▸ **Complete the following**:
1. Could you print, word for word, the stretch of the Polka theatre article from "From 27 September, something" through "to be life-changing."?
2. Can you carry on the Polka theatre article from the point where it stops?

[start of Source text]

From 27 September, something very different and potentially life-changing will be taking place at the Polka theatre as three artists, director Lucy Kerbel, designer Simon Daw and playwright Joel Horwood put one of the world’s most crucial subjects centre stage at the leading children’s venue.
Climate change. It’s not a subject you might expect a children’s theatre to tackle, but if they did, you might well imagine it condensed into a pithy, but possibly not hugely informative narrative. Instead Polka theatre has taken the brave decision to condense months of research by both children and the co-creators into a sort of TED lecture for children, albeit with added fun and the promise of gunk. Here the trio of creative brains behind the project reveals the inspirational journey of developing the show and explains why they believe it holds the power to be life-changing.

[end of Source text]
[start of Provided records]

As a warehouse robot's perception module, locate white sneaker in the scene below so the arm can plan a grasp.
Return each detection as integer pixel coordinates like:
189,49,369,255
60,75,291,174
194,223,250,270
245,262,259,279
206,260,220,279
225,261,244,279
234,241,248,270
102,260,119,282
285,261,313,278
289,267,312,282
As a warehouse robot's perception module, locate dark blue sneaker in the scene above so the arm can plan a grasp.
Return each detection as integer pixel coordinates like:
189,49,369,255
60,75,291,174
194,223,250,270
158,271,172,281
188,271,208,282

[end of Provided records]
[start of Provided records]

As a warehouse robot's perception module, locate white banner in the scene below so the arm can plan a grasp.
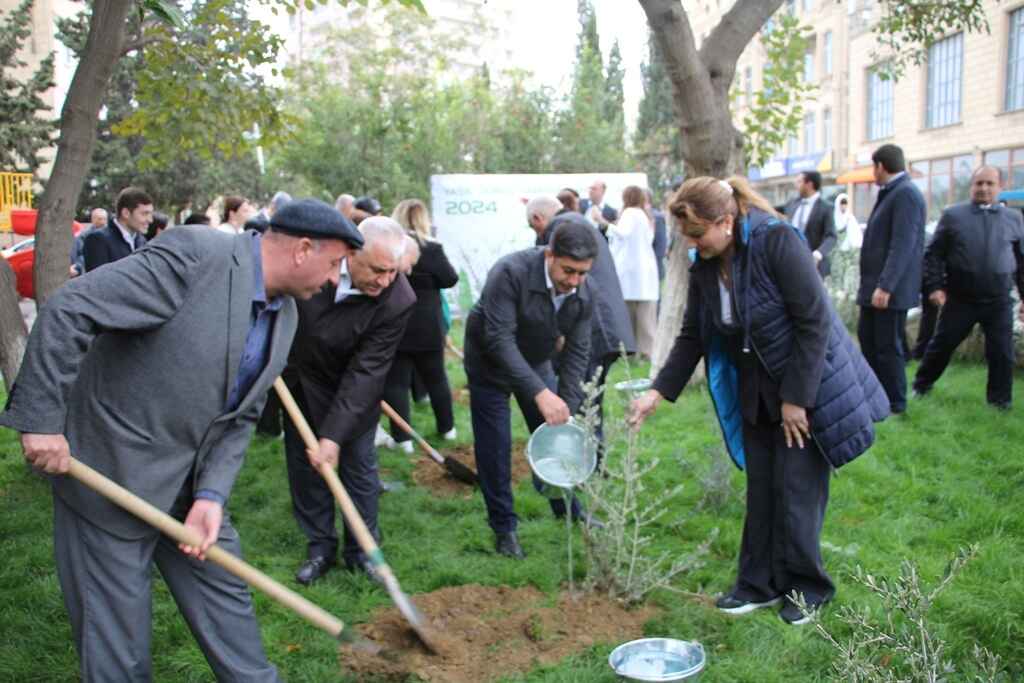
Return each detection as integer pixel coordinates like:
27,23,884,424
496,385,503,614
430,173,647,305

[end of Provided records]

▸ **Answers provided**:
1.
From 27 September, something very different and potentially life-changing will be taking place at the Polka theatre as three artists, director Lucy Kerbel, designer Simon Daw and playwright Joel Horwood put one of the world’s most crucial subjects centre stage at the leading children’s venue.
Climate change. It’s not a subject you might expect a children’s theatre to tackle, but if they did, you might well imagine it condensed into a pithy, but possibly not hugely informative narrative. Instead Polka theatre has taken the brave decision to condense months of research by both children and the co-creators into a sort of TED lecture for children, albeit with added fun and the promise of gunk. Here the trio of creative brains behind the project reveals the inspirational journey of developing the show and explains why they believe it holds the power to be life-changing.

2.
Several years ago, Lucy Kerbel was working on a project with a group of primary and secondary school students. The subject of climate change came up and Lucy was flabbergasted by what the young people had taken from their science lessons to be factual information about the subject. With her company, Tonic, Lucy began to research more fully what young people in London and Surrey knew about climate change. The variation, confusion and misinformation on the subject seemed vast. In fact, as Lucy began to speak to friends, colleagues and family, the entire subject seemed a problematic thing to grapple with; full of guilt, foreboding and a sense that it was too big a problem to begin to understand. Lucy wondered: “Wouldn’t it be brilliant if we could just explain this issue, clearly and factually to the people who really will change the world: tomorrow’s adults? Wouldn’t it be amazing if we could give some children the tools they need to begin to take responsibility for our home planet?”
Lucy brought playwright Joel Horwood and designer Simon Daw on board as ‘co-creators’. This invited the artists involved to take responsibility for a new ambition. Rather than writing a fictional, probably metaphorical narrative that would aim to drive home the themes of climate change but ‘in disguise’, Lucy committed to her hunch and the three began to plot a fun, interactive lecture: a TED talk for nine to 13-year-olds. With gunk. The co-creators interviewed scores of experts, read around the subject, attended conferences and lectures whilst researching the issue. They tried moments and workshopped ideas in schools, with the Polka Young Voices Panel (or PYVP – a group of children involved in the work of Polka theatre) and some professional actors. Gradually the idea began to form.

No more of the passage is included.